▶ _Trecho citado_:
☆ ☆ ☆ ☆ ☆ ☆ ☆

Essa perspectiva já gera resultados concretos. A Usina de Óleos Vegetais da RDS do Uatumã conseguiu dobrar a produção de óleo essencial de breu, passando de 20 para 40 litros mensais. O aumento da capacidade produtiva foi acompanhado por uma inovação energética: a instalação de um sistema fotovoltaico, que substituiu parte do consumo de combustíveis fósseis e reduziu custos.
A experiência ganha relevância também pelo momento. Em 2024, o Brasil e o mundo testemunharam os impactos da crise climática, marcada por secas severas e incêndios florestais. Diante disso, soluções comunitárias como as da RDS do Uatumã representam mais do que ações locais: são demonstrações de como o país pode transformar compromissos internacionais em práticas tangíveis.
“Plantar árvore na Amazônia é mais do que reflorestar: é manter a floresta viva, criar oportunidades para quem vive nela e garantir um futuro possível”, afirma André Vianna, diretor técnico do Idesam. Para ele, trata-se de justiça climática e de autonomia das comunidades tradicionais, que deixam de ser vistas apenas como guardiãs passivas da floresta para se tornarem protagonistas de sua restauração.
No campo, o protagonismo se materializa em histórias pessoais. As mudas que sustentam os SAFs são cultivadas em viveiros comunitários. Nesse processo, cada semente ganha o cuidado dos viveiristas, que coletam, selecionam, preparam o solo e acompanham o crescimento até a entrega final. É uma tarefa técnica, mas também um gesto de afeto.

☆ ☆ ☆ ☆ ☆ ☆ ☆

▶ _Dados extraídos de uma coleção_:

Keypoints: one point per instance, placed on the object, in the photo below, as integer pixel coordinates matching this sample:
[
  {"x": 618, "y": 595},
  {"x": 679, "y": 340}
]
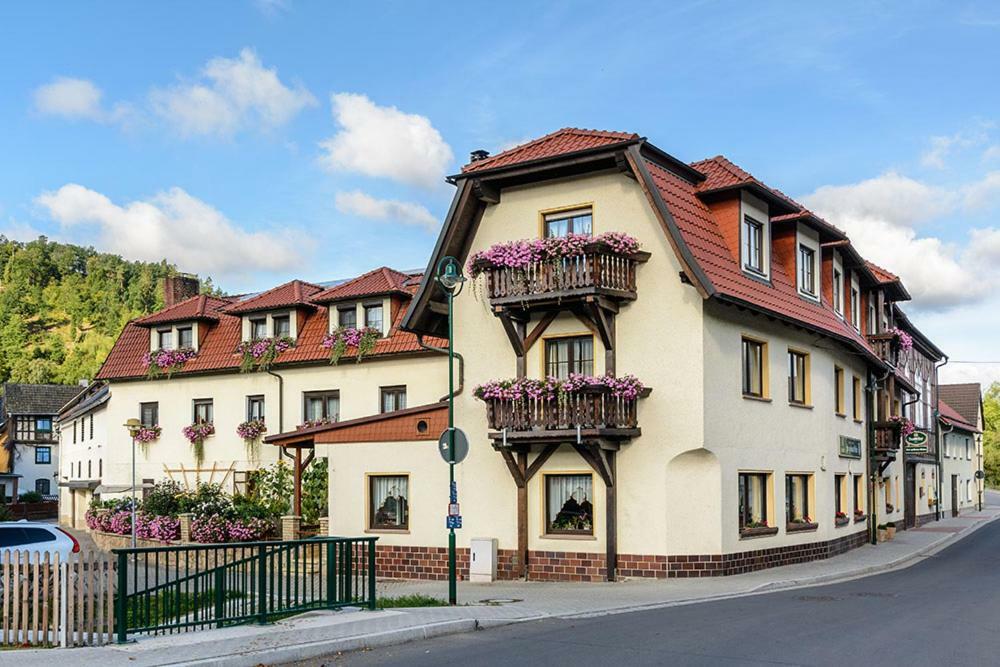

☆ ☆ ☆ ☆ ☆ ☆ ☆

▶ _Lista de tarefas_:
• A. Responda com base no trecho sobre a RDS do Uatumã:
(i) Quantos litros mensais de óleo essencial de breu a usina passou a produzir?
(ii) Que cargo André Vianna ocupa no Idesam?
(iii) Onde são cultivadas as mudas que sustentam os SAFs?
• B. Por favor, converta as linhas da listagem em uma lista numerada, omitindo as linhas em branco. Não inclua a imagem na resposta.

▶ _Soluções das tarefas_:
• A.
(i) 40 litros mensais.
(ii) Diretor técnico.
(iii) Em viveiros comunitários.

• B.
1. Keypoints: one point per instance, placed on the object, in the photo below, as integer pixel coordinates matching this sample:
2. [
3.   {"x": 618, "y": 595},
4.   {"x": 679, "y": 340}
5. ]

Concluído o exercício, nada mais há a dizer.